The data below is to be set down exactly.

## Phrase grounding data

========================

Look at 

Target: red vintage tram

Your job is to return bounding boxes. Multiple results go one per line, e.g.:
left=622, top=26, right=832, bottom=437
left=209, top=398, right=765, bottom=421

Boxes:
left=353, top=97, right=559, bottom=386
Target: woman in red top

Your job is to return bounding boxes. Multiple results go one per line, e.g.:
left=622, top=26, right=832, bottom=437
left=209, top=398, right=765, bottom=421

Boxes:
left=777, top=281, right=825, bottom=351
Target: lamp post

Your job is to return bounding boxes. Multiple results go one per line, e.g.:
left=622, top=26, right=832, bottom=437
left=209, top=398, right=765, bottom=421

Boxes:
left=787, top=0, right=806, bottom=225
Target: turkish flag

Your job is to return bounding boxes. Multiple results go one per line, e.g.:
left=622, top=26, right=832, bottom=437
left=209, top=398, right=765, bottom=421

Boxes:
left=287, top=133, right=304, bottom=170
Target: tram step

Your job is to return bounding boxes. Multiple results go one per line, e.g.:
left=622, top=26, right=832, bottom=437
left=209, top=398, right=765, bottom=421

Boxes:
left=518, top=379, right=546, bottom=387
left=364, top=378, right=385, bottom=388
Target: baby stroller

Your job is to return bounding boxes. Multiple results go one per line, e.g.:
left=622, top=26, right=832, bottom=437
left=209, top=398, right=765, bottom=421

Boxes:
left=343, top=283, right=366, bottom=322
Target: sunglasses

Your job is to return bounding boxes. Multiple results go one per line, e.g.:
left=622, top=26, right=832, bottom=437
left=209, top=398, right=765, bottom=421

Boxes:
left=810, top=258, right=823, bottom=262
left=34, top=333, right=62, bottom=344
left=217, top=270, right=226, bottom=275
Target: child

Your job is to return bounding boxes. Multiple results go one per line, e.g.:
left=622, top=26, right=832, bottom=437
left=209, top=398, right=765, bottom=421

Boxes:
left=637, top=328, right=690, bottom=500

========================

## Problem solution
Look at 

Target: red vintage tram

Your job is to return bounding boxes. Multiple results go one per line, e.g.:
left=622, top=26, right=832, bottom=437
left=209, top=398, right=765, bottom=421

Boxes:
left=353, top=97, right=559, bottom=386
Target: woman in red top

Your job is to return bounding boxes. Multiple results go one per line, e.g.:
left=622, top=26, right=832, bottom=437
left=209, top=398, right=765, bottom=421

Boxes:
left=777, top=281, right=825, bottom=351
Target: lamp post

Your job is to return bounding boxes. Multiple results go one per line, e.g.:
left=622, top=26, right=832, bottom=437
left=209, top=398, right=765, bottom=421

Boxes:
left=787, top=0, right=806, bottom=225
Target: turkish flag

Your job is to return bounding boxes. Multiple results go one per line, e.g.:
left=622, top=26, right=832, bottom=437
left=209, top=398, right=765, bottom=421

Boxes:
left=287, top=133, right=304, bottom=170
Target: tram step

Your job is to return bounding boxes. Multiple results go one per line, e.g.:
left=622, top=26, right=832, bottom=437
left=209, top=398, right=765, bottom=421

Boxes:
left=518, top=379, right=546, bottom=387
left=364, top=378, right=385, bottom=388
Target: baby stroller

Your job is to return bounding boxes. Multiple results go one per line, e.g.:
left=622, top=26, right=832, bottom=437
left=209, top=398, right=765, bottom=421

Boxes:
left=343, top=283, right=366, bottom=322
Target: sunglasses

Your job is to return bounding boxes. Multiple results go one per line, e.g.:
left=622, top=26, right=832, bottom=437
left=209, top=398, right=765, bottom=421

Boxes:
left=810, top=258, right=823, bottom=262
left=34, top=333, right=62, bottom=344
left=217, top=270, right=226, bottom=275
Target: child

Your job is to return bounding boxes. Multiple results go one per line, e.g.:
left=622, top=26, right=832, bottom=437
left=209, top=398, right=765, bottom=421

Boxes:
left=637, top=328, right=690, bottom=500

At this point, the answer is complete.